• _Available records_
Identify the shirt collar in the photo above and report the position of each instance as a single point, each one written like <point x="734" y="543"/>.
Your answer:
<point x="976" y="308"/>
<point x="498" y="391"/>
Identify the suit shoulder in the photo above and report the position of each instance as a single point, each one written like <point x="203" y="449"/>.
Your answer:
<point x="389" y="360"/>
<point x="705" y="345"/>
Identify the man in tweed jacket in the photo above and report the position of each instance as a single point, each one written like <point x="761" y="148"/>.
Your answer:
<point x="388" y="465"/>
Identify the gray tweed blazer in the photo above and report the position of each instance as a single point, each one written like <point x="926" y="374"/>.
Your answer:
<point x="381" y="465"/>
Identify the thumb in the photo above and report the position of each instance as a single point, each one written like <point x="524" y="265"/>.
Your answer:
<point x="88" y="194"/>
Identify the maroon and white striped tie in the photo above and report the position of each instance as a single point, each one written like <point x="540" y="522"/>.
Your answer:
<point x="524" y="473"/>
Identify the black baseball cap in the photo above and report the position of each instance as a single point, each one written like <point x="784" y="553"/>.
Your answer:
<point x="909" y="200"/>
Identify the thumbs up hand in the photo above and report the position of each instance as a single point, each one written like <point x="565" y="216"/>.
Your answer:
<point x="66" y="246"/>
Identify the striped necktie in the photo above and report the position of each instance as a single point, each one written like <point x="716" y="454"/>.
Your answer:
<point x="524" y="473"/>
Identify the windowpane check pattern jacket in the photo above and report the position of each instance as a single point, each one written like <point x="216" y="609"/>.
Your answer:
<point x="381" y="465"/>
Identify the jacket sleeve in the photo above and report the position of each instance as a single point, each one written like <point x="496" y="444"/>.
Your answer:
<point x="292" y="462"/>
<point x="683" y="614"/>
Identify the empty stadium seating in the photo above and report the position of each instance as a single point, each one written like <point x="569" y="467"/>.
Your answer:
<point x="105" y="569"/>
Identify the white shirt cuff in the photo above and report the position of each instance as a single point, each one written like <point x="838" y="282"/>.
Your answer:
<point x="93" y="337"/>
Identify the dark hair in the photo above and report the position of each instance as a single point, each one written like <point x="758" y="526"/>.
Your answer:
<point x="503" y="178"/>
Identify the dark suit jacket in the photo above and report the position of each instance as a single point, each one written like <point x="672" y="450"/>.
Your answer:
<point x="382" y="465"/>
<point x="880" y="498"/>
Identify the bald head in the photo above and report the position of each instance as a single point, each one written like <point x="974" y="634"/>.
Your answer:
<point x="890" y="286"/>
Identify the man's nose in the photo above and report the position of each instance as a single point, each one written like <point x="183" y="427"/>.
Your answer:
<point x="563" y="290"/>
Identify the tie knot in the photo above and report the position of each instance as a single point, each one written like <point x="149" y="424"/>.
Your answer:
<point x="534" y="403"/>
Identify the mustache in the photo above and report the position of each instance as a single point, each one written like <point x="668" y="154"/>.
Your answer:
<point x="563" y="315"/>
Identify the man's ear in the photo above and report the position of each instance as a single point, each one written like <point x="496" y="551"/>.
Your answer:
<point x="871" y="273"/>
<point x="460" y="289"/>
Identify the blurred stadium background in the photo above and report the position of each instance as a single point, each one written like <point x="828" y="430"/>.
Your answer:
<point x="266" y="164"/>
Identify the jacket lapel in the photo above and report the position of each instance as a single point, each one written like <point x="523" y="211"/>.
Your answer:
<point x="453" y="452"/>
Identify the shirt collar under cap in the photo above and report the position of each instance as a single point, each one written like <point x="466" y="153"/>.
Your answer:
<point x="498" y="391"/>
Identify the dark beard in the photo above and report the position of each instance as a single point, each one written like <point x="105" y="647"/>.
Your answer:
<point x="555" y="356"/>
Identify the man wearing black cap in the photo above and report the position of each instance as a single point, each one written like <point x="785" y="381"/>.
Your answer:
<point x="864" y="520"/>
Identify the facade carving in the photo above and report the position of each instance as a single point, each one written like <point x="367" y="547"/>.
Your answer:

• _Aim of the task_
Copy all of the records above word for word, without changing anything.

• _Worked answer_
Identify the shirt collar in the photo above and report the position of each instance as a single point, each one written like <point x="734" y="543"/>.
Your answer:
<point x="976" y="308"/>
<point x="498" y="391"/>
Identify the suit shoulder in the photo above and report the position of each instance as a single point, each one written like <point x="203" y="449"/>.
Your answer:
<point x="389" y="360"/>
<point x="705" y="345"/>
Identify the man in tweed jacket in the photo above and report the position of each instance as a single point, each one written like <point x="761" y="148"/>.
Your answer:
<point x="388" y="465"/>
Identify the gray tweed blazer in the photo above and report the position of each instance as a single point, each one written like <point x="926" y="374"/>.
Your answer:
<point x="381" y="465"/>
Identify the thumb in the photo above and report the position of each instance as a single point, each one written like <point x="524" y="265"/>.
Your answer:
<point x="88" y="194"/>
Identify the maroon and white striped tie in the photo above and report the position of each instance as a single point, each one written like <point x="540" y="522"/>.
Your answer:
<point x="524" y="473"/>
Identify the black baseball cap in the photo above and report the position of each instance as a single point, each one written like <point x="784" y="553"/>.
Your answer:
<point x="909" y="200"/>
Identify the thumbs up hand in the photo above and report the position of each instance as a single point, each one written like <point x="565" y="216"/>.
Your answer:
<point x="66" y="246"/>
Identify the striped necktie in the photo above and report the position of each instance as a single point, each one written like <point x="716" y="454"/>.
Your answer:
<point x="524" y="473"/>
Identify the windowpane check pattern jacket in the photo above and report the position of each instance as a single point, each one written like <point x="216" y="609"/>.
Your answer:
<point x="381" y="465"/>
Identify the jacket sleeve in the photo above and report the position of each instance as a single point, each one written like <point x="496" y="444"/>.
Your answer:
<point x="292" y="462"/>
<point x="683" y="614"/>
Identify the empty stadium seating in the photo above and report the position of each instance as a single point, each one written like <point x="569" y="467"/>.
Your answer:
<point x="105" y="569"/>
Identify the white shirt cuff in the photo above and report the position of each instance as a single point, each one written like <point x="838" y="282"/>.
Your answer:
<point x="93" y="337"/>
Identify the dark hair in the photo above and report the position of each instance as a single point, each one written like <point x="758" y="526"/>.
Your answer:
<point x="503" y="178"/>
Identify the dark suit jacket in the photo above and report the position of each instance as a single point, each one written like <point x="672" y="450"/>.
Your answer:
<point x="382" y="465"/>
<point x="880" y="498"/>
Identify the bald head in the photo above and report the position of each instance as a single point, each one written like <point x="974" y="634"/>.
Your answer:
<point x="890" y="286"/>
Identify the man's nose in the photo above and report the position of each instance as a single point, each one written like <point x="183" y="427"/>.
Your answer:
<point x="563" y="290"/>
Identify the tie knot in the photo above and report the position of each instance as a single point, each one written like <point x="149" y="424"/>.
Your answer:
<point x="534" y="403"/>
Identify the mustache in the photo above and report the position of each instance as a single point, each one written like <point x="668" y="154"/>.
Your answer:
<point x="563" y="315"/>
Identify the man's ear in the photo above and report the position of each instance as a single point, each one written like <point x="496" y="551"/>.
Your answer:
<point x="871" y="273"/>
<point x="460" y="289"/>
Identify the blurred stadium background in the photo above and report the position of each instance as a single point, each one written like <point x="828" y="430"/>.
Your answer:
<point x="266" y="164"/>
Identify the jacket lapel in the photo above and report the position of each instance as a single point, each one written like <point x="523" y="211"/>.
Your answer:
<point x="453" y="452"/>
Identify the shirt collar under cap in the photo above and report the position of each instance as a single point, each one written like <point x="466" y="153"/>.
Your answer:
<point x="498" y="391"/>
Identify the dark beard in the photo above and report the position of each instance as a single point, each one written like <point x="105" y="647"/>.
Your answer:
<point x="555" y="356"/>
Identify the man wearing black cap in the photo above and report the position of each instance as a single point, each one written like <point x="785" y="381"/>.
Your answer:
<point x="864" y="520"/>
Identify the facade carving in the photo above and report the position of each instance as a single point, each one written like <point x="367" y="547"/>.
Your answer:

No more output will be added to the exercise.